____ Source
Antony C. Sutton (1925–2002) was a British economist and economic historian who taught at California State University, Los Angeles. Sutton was also a research fellow at the Hoover Institution at Stanford University.
His work focused primarily on the financial and commercial cooperation between major United States banks and corporates (call it “Wall Street interests”) and foreign states that were openly hostile to America.
In his book Wall Street and the Bolshevik Revolution (1974), Sutton used extensive data and documents to point out that, for instance, Wall Street interest groups financed and promoted Bolshevik Russia.
In Sutton’s book Wall Street and FDR: The True Story of How Franklin D. Roosevelt Colluded with Corporate America (1975), he paints a highly critical picture of the thirty-second US president. He shows how Roosevelt effectively pursued “corporate socialism,” seeking to exploit the US economy for the benefit of a small elite to the detriment of many.
In Wall Street and the Rise of Hitler (1976)—the third installment in his Wall Street Trilogy—Sutton details how Wall Street provided significant financial support to Adolf Hitler’s rising National Socialism party in Germany, the enemy that American soldiers later faced with immense sacrifices.
Sutton’s most important work is arguably America’s Secret Establishment: An Introduction to the Order of Skull and Bones (1983). In it, Sutton identifies influential American families and individuals shaping US foreign and economic policies for personal gain through the deliberate instigation of conflicts going back to the early nineteenth century. This movement’s major “incubator” is the secret society Skulls and Bones at Yale University.
In 1977, Sutton published The War on Gold, and I would like to talk about this important book in some detail. Sutton begins his book with important insights into monetary history.
We learn, for example, that gold has been a reliable means of payment across cultural and religious spheres for thousands of years. As early as 1200 BC, the Chinese already used gold as a medium of exchange.
In stark contrast to gold money, Sutton illuminates the disastrous history of unbacked paper money (or fiat money). One early example is the paper money experiment of the Chinese in the thirteenth century, which failed miserably.
Similarly, the French assignats that were issued between 1789 and 1796 not only resulted in the complete loss of value of the assignats but also plunged the French people into chaos and terror.
The suspension of the gold redeemability of the British pound from 1797 to 1821 was also anything but glorious, resulting in the significant erosion of the purchasing power of the pound and inflicting considerable economic hardship on a wide swath of the population.
Similarly, the issue of the “Continentals” by the government of the young colonies in America during the Revolutionary War from 1775 to 1779 also turned into a real fiasco. The Continental rapidly became worthless, giving rise to the colloquialism “not worth a Continental.”
Let’s not forget the harrowing hyperinflation in Germany during the Weimar Republic, during which the purchasing power of the paper “mark” collapsed in November 1923 and necessitated the disgraced paper mark to be replaced by a new currency, the rentenmark.
In light of these historical trials, Antony Sutton highlights the inherent economic virtues of gold—of gold money, that is. Gold has a disciplining influence; gold money limits the opportunities for those in power to misuse the money for their own gain.
In stark contrast to unbacked money, or fiat money, the amount of gold cannot arbitrarily be increased and not without incurring costs. This is precisely why rulers and governments have been fighting gold as money to this day, in what Sutton calls a “totalitarian assault on gold.” In this context, he writes:
When we project early monetary experience to modern times, it should not surprise us to learn that all totalitarian societies, from John Law’s France to Hitler’s Third Reich to Stalin’s Soviet Empire, have conducted a war on gold. . . . In a dictatorship, all vestiges of sovereignty have to be consolidated in the hands of the ruling elite.
________
## Given exercise 1
Answer these from the piece on Antony Sutton, one answer per line, marked the same way:
(a) At which university was Sutton a research fellow of the Hoover Institution?
(b) In what year did Sutton publish The War on Gold?
(c) What new currency replaced the paper mark?
## Given exercise 2
Copy the passage of the piece on Antony Sutton starting with "We learn, for" and going on through "chaos and terror.", swapping in "paper notes" wherever "assignats" appears.
## Given exercise 3
Shorten the paragraph of the piece on Antony Sutton that begins "The suspension of the gold redeemability" while keeping its main facts.
____ Dataset excerpts
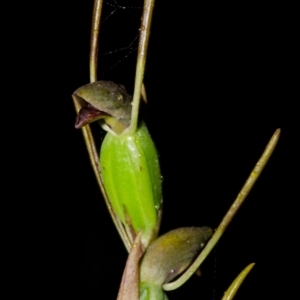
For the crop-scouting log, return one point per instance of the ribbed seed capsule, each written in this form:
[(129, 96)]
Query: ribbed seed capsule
[(132, 180)]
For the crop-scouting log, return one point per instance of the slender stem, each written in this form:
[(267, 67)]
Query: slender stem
[(141, 61), (95, 39), (232, 290), (230, 214), (86, 130)]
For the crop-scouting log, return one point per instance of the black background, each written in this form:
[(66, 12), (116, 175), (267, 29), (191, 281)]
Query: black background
[(220, 80)]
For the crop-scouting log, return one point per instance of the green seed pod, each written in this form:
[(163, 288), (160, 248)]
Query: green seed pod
[(132, 180), (168, 256)]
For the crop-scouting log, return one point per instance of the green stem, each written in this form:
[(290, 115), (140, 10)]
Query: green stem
[(230, 214), (141, 61), (232, 290)]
________
## Written solution 1
(a) Stanford University
(b) 1977
(c) The rentenmark

## Written solution 2
We learn, for example, that gold has been a reliable means of payment across cultural and religious spheres for thousands of years. As early as 1200 BC, the Chinese already used gold as a medium of exchange.
In stark contrast to gold money, Sutton illuminates the disastrous history of unbacked paper money (or fiat money). One early example is the paper money experiment of the Chinese in the thirteenth century, which failed miserably.
Similarly, the French paper notes that were issued between 1789 and 1796 not only resulted in the complete loss of value of the paper notes but also plunged the French people into chaos and terror.

## Written solution 3
From 1797 to 1821, Britain suspended the pound's gold redeemability. This sharply eroded the pound's purchasing power and caused widespread economic hardship.